#### [OBJECTIVE]
Please output the lines of the listing as a numbered list, starting with the line that contains "Q: What bounding box tightly encloses the cloud" and going on through the line that contains "0,39,284,60", and leave out any blank lines.

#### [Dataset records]
────────────────────────────────────────

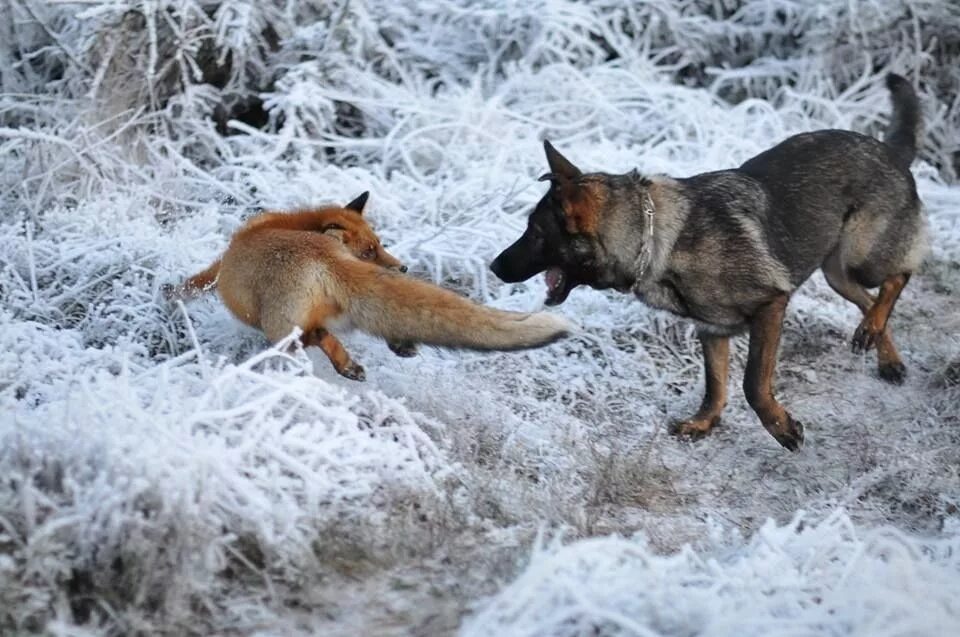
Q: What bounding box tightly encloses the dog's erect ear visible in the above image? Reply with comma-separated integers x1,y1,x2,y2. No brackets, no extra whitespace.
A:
541,139,583,180
344,190,370,214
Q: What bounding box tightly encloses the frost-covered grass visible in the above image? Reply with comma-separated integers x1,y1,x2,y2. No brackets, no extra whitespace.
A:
0,0,960,635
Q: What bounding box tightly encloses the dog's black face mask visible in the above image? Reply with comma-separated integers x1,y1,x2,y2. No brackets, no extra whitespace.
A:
490,142,615,305
490,187,596,305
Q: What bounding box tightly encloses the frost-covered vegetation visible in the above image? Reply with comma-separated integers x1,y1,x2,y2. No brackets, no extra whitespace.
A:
0,0,960,635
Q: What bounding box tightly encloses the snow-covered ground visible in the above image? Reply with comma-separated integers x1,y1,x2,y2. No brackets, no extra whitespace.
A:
0,0,960,636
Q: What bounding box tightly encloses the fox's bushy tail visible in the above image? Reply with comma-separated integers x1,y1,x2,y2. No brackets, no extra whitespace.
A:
883,73,923,168
347,264,572,350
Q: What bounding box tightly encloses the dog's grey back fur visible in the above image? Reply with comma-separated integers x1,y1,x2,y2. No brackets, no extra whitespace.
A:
632,76,925,331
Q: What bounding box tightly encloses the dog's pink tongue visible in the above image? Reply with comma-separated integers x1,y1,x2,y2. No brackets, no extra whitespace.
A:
546,268,563,292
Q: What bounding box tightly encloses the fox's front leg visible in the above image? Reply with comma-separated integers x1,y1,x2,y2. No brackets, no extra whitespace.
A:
387,341,417,358
300,327,367,381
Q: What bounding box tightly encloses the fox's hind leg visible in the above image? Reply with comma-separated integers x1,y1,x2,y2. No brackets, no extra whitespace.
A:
260,302,366,380
673,331,730,438
300,327,367,381
823,252,907,385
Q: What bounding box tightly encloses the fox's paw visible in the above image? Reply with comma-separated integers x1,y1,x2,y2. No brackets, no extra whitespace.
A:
851,317,883,354
387,341,417,358
670,416,720,440
337,361,367,382
877,361,907,385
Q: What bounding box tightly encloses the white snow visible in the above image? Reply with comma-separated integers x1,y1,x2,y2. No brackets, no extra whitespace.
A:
0,0,960,637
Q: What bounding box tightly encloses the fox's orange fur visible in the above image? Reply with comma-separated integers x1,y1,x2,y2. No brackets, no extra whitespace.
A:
167,193,569,380
168,192,406,299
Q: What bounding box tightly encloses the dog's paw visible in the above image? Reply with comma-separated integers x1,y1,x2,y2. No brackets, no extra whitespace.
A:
764,414,803,451
850,319,883,354
387,341,417,358
670,416,720,440
160,283,180,303
877,361,907,385
337,361,367,382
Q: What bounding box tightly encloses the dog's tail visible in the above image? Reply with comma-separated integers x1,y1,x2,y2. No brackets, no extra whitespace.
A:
883,73,923,168
346,263,572,350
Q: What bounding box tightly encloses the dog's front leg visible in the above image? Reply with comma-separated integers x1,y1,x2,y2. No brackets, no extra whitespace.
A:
743,294,803,451
674,331,730,438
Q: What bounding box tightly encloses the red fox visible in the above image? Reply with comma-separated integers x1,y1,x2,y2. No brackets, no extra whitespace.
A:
167,193,571,380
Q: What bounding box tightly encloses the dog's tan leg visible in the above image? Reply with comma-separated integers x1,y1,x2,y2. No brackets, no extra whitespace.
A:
743,294,803,451
853,274,910,356
823,255,907,385
673,332,730,438
300,327,366,380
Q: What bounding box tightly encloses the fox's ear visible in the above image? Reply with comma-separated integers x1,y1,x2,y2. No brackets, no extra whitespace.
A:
344,190,370,214
541,139,583,180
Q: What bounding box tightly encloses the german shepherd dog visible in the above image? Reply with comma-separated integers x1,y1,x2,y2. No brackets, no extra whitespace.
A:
490,74,926,451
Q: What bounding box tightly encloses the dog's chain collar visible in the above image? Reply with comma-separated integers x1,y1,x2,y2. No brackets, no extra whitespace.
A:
635,188,657,283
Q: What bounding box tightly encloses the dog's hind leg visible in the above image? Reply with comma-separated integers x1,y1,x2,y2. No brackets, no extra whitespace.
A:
673,331,730,438
743,294,803,451
823,252,907,384
853,273,910,352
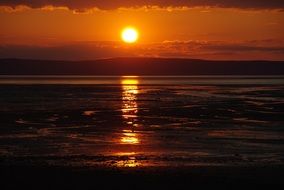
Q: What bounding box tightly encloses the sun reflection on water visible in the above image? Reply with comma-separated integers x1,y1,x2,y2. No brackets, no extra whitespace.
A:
117,76,140,167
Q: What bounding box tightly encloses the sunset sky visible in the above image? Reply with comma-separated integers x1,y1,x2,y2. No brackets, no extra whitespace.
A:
0,0,284,60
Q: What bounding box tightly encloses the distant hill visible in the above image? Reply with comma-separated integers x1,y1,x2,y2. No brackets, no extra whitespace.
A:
0,58,284,75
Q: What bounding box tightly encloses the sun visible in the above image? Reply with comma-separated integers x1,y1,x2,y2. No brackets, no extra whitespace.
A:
121,27,139,44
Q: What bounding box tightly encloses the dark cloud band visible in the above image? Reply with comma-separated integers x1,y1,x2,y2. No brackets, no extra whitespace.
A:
0,0,284,9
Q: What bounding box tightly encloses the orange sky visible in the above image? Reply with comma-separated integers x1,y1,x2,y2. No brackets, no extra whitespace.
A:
0,3,284,60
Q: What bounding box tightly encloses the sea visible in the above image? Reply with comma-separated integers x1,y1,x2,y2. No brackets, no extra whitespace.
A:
0,75,284,168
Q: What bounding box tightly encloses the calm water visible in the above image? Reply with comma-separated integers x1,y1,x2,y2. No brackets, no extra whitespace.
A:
0,76,284,167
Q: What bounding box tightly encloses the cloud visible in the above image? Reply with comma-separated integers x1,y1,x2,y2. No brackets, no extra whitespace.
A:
0,0,284,10
0,40,284,60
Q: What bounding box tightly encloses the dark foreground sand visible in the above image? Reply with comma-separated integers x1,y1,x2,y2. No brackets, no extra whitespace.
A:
1,165,284,189
0,77,284,190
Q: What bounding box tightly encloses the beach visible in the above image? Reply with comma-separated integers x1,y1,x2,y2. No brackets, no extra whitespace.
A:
0,76,284,188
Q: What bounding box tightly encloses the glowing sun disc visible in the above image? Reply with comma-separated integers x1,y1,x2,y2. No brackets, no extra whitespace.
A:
121,27,138,43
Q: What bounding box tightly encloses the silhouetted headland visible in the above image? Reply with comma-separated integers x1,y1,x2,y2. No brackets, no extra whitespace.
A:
0,58,284,75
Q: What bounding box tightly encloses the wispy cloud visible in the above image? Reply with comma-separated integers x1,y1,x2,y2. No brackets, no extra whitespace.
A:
0,0,284,10
0,39,284,60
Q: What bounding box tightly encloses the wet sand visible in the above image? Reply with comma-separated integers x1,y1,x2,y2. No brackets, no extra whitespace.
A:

────────────────────────────────────────

#### [SOLUTION FOR THIS TASK]
1. Q: What bounding box tightly encloses the cloud visible in the above image? Reply with comma-separated integers x1,y1,x2,y2. No brackets, no extra whitespace.
2. A:
3. 0,0,284,10
4. 0,40,284,60
5. Q: What bounding box tightly encloses the dark foreground sand visible in the above image? Reply with comma-separated integers x1,y1,x2,y2. No brackets, no extra whitespace.
6. A:
7. 1,165,284,189
8. 0,77,284,190
9. Q: What bounding box tightly encloses the beach visible in the above image? Reply with comma-separated integers x1,y1,x2,y2. No brackets, no extra whitespace.
10. A:
11. 0,76,284,188
12. Q: What bounding box tightly encloses the glowing sun disc visible in the above image? Reply with comma-separated integers x1,y1,x2,y2. No brackets, no extra whitespace.
13. A:
14. 121,27,138,43
15. Q: What bounding box tightly encloses the silhouetted headland visible in the above image? Reply with comma-separated integers x1,y1,x2,y2. No brackets, no extra whitespace.
16. A:
17. 0,58,284,75
18. Q: What bounding box tightly encloses the wispy cloud visible in the above image? Reply with comma-separated integers x1,y1,x2,y2. No brackets, no extra whitespace.
19. A:
20. 0,0,284,10
21. 0,39,284,60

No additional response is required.